*** Rows

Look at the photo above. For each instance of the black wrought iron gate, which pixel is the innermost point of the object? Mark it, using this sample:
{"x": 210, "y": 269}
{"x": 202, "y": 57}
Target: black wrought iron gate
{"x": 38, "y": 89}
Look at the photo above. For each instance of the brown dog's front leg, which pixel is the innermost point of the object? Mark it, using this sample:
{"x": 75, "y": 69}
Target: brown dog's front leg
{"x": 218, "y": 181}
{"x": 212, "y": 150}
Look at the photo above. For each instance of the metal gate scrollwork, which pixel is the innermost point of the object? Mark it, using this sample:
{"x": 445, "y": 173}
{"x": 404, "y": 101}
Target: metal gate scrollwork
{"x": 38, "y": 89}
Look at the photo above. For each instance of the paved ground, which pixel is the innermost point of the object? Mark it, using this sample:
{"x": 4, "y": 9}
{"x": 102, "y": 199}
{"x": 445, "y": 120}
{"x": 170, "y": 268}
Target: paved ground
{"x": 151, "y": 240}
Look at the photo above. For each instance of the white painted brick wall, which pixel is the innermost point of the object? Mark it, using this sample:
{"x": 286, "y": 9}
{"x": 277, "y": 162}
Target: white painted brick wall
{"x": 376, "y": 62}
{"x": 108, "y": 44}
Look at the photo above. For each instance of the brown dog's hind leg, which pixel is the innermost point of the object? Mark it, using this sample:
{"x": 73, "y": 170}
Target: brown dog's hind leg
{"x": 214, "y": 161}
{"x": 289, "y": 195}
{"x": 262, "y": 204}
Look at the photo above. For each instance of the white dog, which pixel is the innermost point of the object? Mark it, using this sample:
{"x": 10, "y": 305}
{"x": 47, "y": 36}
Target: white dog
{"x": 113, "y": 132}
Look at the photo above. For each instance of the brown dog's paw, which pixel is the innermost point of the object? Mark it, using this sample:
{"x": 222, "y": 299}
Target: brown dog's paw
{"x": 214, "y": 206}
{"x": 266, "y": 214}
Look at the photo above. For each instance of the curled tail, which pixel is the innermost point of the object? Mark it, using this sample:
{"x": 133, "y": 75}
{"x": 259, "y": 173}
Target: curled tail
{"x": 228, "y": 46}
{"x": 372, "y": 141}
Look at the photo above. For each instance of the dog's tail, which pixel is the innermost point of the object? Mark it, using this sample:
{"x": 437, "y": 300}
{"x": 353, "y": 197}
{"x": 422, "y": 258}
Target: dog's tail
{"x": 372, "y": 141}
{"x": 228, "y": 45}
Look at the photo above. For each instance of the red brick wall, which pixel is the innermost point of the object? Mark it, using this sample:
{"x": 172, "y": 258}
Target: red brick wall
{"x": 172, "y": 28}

******

# Task description
Could you write out the records again, starting with the line containing "the white painted" and going on through the end of the records, changing "innermost" to "central" and leaving everything else the same?

# Response for this exercise
Look at the photo above. For each instance of the white painted brick wall, which pixel is the central point of the object? Mark it, using this sample:
{"x": 286, "y": 9}
{"x": 277, "y": 162}
Target: white painted brick wall
{"x": 376, "y": 62}
{"x": 108, "y": 44}
Look at the photo above. For each instance of the brown dog's hind leg, which pixel is the central point of the object? Mark it, using this sample:
{"x": 73, "y": 170}
Target: brown dog's hind leg
{"x": 214, "y": 161}
{"x": 289, "y": 195}
{"x": 262, "y": 204}
Look at the photo above. For each instance of the white dog, which pixel is the central point of the object? Mark it, using this sample:
{"x": 10, "y": 305}
{"x": 47, "y": 36}
Target: white dog
{"x": 113, "y": 132}
Look at the photo above. For each instance of the brown dog's paw, which pixel is the central point of the object? Mark it, using this sample:
{"x": 222, "y": 299}
Target: brown dog's paw
{"x": 214, "y": 206}
{"x": 266, "y": 214}
Look at the photo above. For each instance of the curled tail, which pixel is the central point of the object? Mark it, using this sample:
{"x": 133, "y": 75}
{"x": 259, "y": 173}
Target: curled tail
{"x": 228, "y": 46}
{"x": 372, "y": 141}
Look at the photo above. For each instance of the dog's tail, which pixel is the central point of the object? Mark it, using this sample:
{"x": 437, "y": 300}
{"x": 353, "y": 197}
{"x": 422, "y": 258}
Target: dog's tail
{"x": 372, "y": 141}
{"x": 228, "y": 45}
Look at the photo above. For each instance of the red brick wall, which pixel is the central point of the object? Mark it, using this sample:
{"x": 172, "y": 258}
Target: red brick wall
{"x": 172, "y": 28}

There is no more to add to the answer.